Please work out how many lines below contain the word "jersey", and reply with only that number.

Segment Start: SOURCE MATERIAL

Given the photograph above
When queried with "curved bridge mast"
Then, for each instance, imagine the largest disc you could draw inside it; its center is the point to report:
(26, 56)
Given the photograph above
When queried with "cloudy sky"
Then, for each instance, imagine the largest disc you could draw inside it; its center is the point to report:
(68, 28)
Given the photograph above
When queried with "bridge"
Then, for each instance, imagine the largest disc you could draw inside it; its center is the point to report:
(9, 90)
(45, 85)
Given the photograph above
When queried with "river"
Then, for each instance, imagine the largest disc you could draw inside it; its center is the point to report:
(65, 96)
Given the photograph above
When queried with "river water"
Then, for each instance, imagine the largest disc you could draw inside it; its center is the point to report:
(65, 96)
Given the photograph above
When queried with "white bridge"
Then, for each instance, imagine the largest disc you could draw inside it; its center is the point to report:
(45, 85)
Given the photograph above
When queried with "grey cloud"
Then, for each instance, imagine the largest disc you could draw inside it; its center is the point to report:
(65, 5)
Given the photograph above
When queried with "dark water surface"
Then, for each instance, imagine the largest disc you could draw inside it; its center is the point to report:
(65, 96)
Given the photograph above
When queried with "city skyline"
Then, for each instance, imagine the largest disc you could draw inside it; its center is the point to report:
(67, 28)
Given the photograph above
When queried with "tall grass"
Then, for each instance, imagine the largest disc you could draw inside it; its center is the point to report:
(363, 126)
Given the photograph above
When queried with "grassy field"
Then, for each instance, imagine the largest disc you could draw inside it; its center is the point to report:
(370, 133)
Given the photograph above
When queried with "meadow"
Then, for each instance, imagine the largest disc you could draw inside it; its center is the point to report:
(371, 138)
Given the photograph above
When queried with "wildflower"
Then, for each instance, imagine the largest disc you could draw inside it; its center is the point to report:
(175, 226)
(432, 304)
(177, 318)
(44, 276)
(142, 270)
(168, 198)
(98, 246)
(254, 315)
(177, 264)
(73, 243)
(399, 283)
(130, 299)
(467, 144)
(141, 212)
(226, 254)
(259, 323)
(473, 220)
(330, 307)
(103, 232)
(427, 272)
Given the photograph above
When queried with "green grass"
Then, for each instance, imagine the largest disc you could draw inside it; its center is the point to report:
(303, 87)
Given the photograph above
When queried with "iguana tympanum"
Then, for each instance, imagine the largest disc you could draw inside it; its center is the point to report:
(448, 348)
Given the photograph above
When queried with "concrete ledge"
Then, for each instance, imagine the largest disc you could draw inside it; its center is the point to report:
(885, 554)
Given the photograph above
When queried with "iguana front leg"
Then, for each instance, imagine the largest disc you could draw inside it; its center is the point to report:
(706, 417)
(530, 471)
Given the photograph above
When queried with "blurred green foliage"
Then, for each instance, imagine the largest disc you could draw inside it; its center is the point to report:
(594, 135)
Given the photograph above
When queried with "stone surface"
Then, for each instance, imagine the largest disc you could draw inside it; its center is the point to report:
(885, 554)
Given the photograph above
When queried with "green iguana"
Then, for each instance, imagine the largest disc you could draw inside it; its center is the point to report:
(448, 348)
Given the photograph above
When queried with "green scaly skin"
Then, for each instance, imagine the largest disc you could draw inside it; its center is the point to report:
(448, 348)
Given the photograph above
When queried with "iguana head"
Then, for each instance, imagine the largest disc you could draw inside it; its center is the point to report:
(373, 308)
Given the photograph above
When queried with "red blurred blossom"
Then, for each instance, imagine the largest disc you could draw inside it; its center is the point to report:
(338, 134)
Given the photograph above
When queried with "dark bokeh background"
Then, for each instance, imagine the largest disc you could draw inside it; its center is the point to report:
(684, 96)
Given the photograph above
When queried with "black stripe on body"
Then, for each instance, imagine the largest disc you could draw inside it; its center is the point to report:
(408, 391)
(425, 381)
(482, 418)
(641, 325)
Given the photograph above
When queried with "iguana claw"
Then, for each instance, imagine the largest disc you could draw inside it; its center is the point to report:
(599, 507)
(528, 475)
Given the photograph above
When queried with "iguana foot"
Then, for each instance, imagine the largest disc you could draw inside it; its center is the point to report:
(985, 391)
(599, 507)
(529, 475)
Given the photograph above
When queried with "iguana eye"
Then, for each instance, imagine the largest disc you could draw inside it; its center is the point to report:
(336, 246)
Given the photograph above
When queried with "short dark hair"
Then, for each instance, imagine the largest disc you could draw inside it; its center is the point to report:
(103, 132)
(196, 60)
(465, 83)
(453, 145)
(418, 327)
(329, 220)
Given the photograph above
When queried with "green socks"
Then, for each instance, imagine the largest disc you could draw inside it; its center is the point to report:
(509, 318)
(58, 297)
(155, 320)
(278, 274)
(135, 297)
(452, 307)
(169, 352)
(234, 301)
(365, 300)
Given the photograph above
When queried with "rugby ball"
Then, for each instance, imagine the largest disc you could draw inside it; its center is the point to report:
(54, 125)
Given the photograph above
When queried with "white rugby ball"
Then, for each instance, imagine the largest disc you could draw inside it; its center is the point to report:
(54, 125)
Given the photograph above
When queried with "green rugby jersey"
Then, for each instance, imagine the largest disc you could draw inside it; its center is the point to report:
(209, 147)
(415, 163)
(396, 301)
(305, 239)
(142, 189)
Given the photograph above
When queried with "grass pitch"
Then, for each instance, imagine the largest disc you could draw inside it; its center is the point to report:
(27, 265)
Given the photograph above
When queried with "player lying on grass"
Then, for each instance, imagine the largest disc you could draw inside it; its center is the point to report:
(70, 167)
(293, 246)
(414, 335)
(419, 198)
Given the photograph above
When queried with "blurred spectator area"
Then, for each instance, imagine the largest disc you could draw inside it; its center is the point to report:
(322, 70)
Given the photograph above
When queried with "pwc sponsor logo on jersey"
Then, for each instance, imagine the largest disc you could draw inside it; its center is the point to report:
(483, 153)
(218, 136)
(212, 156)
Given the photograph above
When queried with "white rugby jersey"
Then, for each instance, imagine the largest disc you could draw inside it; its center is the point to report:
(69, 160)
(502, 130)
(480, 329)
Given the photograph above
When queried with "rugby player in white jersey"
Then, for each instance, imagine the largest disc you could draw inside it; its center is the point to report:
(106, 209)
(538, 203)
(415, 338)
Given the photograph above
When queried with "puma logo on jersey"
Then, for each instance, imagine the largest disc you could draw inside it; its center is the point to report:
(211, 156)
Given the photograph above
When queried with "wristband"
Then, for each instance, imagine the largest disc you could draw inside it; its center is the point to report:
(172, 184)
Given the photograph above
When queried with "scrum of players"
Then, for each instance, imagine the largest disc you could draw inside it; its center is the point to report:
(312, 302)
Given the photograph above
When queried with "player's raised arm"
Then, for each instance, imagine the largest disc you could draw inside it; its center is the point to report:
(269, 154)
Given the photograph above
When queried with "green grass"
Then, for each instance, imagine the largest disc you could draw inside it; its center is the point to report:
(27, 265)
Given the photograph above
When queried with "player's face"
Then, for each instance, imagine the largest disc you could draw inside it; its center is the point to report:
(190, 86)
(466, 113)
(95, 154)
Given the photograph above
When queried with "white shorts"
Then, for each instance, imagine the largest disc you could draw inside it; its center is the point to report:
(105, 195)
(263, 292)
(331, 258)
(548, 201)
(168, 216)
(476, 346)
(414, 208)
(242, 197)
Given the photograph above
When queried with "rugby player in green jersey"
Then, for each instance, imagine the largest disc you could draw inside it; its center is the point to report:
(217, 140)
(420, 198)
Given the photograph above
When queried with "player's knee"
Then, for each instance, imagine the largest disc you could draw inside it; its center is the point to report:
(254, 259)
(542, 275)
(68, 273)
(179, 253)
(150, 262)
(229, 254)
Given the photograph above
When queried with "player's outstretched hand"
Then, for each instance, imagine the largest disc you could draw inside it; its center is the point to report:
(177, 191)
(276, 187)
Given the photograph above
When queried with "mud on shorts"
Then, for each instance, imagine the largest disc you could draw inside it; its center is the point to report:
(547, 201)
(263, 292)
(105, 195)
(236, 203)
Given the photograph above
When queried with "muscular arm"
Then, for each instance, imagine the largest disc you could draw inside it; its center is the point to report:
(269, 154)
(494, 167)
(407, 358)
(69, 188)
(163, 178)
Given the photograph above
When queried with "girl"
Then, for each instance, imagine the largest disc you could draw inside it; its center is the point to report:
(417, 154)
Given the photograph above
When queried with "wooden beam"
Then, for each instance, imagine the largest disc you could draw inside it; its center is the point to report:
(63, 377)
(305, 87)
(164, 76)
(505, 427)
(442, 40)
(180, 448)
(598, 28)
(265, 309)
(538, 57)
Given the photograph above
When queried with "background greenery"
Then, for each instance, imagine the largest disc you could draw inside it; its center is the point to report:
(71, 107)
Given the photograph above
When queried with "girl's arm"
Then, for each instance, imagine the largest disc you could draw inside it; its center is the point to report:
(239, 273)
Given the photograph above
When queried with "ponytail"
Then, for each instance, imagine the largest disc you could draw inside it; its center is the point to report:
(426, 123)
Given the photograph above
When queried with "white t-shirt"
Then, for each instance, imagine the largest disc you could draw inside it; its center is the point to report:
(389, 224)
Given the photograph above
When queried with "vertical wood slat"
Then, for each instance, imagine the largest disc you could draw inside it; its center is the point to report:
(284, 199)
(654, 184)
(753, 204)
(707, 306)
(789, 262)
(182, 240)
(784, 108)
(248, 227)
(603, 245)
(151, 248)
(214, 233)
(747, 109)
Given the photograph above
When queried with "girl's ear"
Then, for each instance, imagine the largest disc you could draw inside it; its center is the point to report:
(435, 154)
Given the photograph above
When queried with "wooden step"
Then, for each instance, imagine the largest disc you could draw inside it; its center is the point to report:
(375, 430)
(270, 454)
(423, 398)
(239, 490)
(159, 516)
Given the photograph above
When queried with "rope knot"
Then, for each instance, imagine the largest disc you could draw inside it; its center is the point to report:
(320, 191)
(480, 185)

Segment End: SOURCE MATERIAL

* **TASK RESPONSE**
6